Exercise prompt -> Copy each of the rows below word for word, leaving every character unchanged.

Available records ->
▬▬▬▬▬▬▬▬▬▬

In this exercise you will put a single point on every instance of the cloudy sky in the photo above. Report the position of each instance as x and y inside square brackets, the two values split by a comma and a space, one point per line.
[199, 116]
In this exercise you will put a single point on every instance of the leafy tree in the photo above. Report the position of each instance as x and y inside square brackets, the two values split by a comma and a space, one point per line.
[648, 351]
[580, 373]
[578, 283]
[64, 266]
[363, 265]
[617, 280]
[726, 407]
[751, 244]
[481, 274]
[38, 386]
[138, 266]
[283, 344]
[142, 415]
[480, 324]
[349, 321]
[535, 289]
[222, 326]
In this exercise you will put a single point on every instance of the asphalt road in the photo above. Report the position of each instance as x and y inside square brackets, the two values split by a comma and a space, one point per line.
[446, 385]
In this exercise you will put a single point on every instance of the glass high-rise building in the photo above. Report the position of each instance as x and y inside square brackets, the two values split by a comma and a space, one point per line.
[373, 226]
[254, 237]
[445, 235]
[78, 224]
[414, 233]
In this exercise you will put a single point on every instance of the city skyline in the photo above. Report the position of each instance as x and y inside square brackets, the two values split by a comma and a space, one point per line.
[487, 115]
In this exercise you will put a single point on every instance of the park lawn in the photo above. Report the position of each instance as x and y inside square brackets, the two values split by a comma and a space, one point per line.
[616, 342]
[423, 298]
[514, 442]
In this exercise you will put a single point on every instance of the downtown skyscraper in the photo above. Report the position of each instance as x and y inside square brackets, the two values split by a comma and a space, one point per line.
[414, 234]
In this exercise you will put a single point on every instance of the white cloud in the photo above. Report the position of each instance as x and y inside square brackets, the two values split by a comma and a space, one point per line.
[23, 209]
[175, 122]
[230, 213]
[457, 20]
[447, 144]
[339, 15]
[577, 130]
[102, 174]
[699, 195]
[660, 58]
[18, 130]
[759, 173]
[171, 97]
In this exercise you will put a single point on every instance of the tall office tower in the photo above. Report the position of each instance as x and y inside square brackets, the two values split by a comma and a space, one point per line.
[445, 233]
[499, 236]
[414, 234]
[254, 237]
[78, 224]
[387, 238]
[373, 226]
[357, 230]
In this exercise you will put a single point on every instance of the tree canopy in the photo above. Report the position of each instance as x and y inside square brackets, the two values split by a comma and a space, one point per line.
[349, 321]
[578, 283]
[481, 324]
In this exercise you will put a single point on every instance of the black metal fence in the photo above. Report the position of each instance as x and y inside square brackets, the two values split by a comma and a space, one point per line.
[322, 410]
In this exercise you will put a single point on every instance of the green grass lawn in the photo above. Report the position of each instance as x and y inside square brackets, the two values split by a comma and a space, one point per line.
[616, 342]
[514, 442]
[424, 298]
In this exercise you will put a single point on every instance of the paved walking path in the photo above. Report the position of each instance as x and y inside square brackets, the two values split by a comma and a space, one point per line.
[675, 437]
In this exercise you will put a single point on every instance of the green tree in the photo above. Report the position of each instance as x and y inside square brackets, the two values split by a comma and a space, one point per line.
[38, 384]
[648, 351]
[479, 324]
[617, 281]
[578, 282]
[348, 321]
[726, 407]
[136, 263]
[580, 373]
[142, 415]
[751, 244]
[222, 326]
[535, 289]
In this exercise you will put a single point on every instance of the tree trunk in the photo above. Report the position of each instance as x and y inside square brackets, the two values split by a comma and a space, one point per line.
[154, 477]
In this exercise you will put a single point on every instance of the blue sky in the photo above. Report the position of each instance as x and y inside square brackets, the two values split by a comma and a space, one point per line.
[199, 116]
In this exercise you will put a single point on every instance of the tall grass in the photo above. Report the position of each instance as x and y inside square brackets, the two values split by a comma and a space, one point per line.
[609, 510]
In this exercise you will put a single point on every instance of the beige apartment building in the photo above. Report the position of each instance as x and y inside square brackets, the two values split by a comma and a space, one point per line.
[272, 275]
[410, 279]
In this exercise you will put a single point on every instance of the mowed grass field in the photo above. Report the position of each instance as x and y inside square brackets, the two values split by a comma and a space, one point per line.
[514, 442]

▬▬▬▬▬▬▬▬▬▬

Task response ->
In this exercise you will put a single point on every instance of the cloudy sky in the photo above. Report the position of each instance as x and y inside square brackets, the two values split by a comma and a space, one point per line.
[199, 116]
In this exercise you will put a single point on every instance of the leafy tree in the photo above. Report the position of each instance as x and y inside square brackets, the two values split by a comma and a space, one point per line.
[648, 351]
[580, 373]
[578, 283]
[64, 266]
[363, 265]
[617, 280]
[726, 407]
[751, 244]
[481, 274]
[38, 386]
[138, 266]
[283, 344]
[142, 415]
[480, 324]
[349, 321]
[535, 289]
[222, 326]
In this exercise you will put a single point on every instance of the asphalt road in the photo above. Report the position of each instance as x and y inside square brackets, the two values split by a comma and a space, one point per line.
[446, 385]
In this exercise you will put a single point on every instance of the glass high-rise building in the photo above. Report the position of each instance as x and y inside square brackets, the two values split by a comma and a space, one point per line.
[373, 226]
[254, 237]
[445, 235]
[78, 224]
[414, 233]
In this exercise you will put a single point on every instance of the city skyline in the photo above. Report the position of each instance as x and y inside square brackets, the two values split by a comma and a space, one point per line.
[487, 115]
In this exercise you will put a single point on every instance of the park lawn in the photo above. Report the position of each instance as x and y inside square brackets, the two values split by a comma and a space, one point per line.
[616, 342]
[423, 298]
[514, 442]
In this exercise you will put a single point on every instance of the downtown skyscraper in the photo above. Report the position of each instance as x and y inside square brackets, the two values split by a comma and a space, one point per line.
[414, 234]
In this exercise you will put a single point on every instance of the white cloud in the photo above. Report the position of each instance as x and y inside square brackets, the two values split by a comma and a space, one point per line.
[23, 209]
[175, 122]
[230, 213]
[457, 20]
[447, 144]
[339, 15]
[577, 130]
[102, 174]
[699, 195]
[660, 58]
[18, 130]
[759, 173]
[171, 97]
In this exercise you will put a single point on every instance of the tall office tower in the photo above. Report the position of each instance as x and y inside square brackets, the two values split by a comma and a space, one point per line.
[445, 233]
[499, 236]
[414, 234]
[254, 237]
[78, 224]
[387, 238]
[373, 226]
[357, 230]
In this exercise you will put a single point on every instance of the tree canopy in the photo above. Report the position of each instance as x and y inside square brackets, the two values split by a comma and a space, one point per line.
[349, 321]
[578, 283]
[481, 324]
In this exercise you will put a single point on every instance of the black metal fence in the photo above. Report the position of each instance as x and y inside square brackets, the two values split by a comma and a space, one point per line.
[322, 410]
In this exercise you will put a single point on every instance of the green grass lawn in the photo above. Report the position of each instance as x and y inside square brackets, the two values split by a comma and a space, one point per line.
[616, 342]
[514, 442]
[424, 298]
In this exercise you will put a single point on every instance of the paved walking path in the photo above. Report the position of each instance as x and y inside square brackets, the two values split by a comma and a space, one point per line.
[675, 437]
In this exercise you will put a single point on every instance of the green tree in the photo above. Report the position of each instance as x and y inside square brackets, the two values split by a comma and a space, one point per line.
[38, 384]
[648, 351]
[479, 324]
[617, 281]
[578, 282]
[348, 321]
[726, 407]
[136, 263]
[580, 373]
[142, 415]
[751, 244]
[222, 326]
[535, 289]
In this exercise you will put a single point on every instance of the tree trunk in the photo above. Report the position of each instance as x and y inside square brackets, the two values split by a comma and a space, one point per line.
[154, 477]
In this exercise you will put a single point on every instance of the blue sky in the photo above. Report the position of each instance as x and y inside square brackets, the two values split by a comma and a space, one point per line.
[199, 116]
In this exercise you will put a single point on every instance of the tall grass in the photo above. Report the position of each instance as x and y inside square brackets, the two values split by a comma and a space, one point per line.
[609, 510]
In this exercise you will put a single point on every instance of the beige apartment building in the photo above. Report the position of each instance as x and y inside square brackets, the two values split by a comma and a space, one point per line.
[272, 275]
[410, 279]
In this exercise you will put a single point on every instance of the mowed grass field in the photo above. Report the position of each instance as x and y inside square brackets, the two values split by a comma and a space, one point per line.
[514, 442]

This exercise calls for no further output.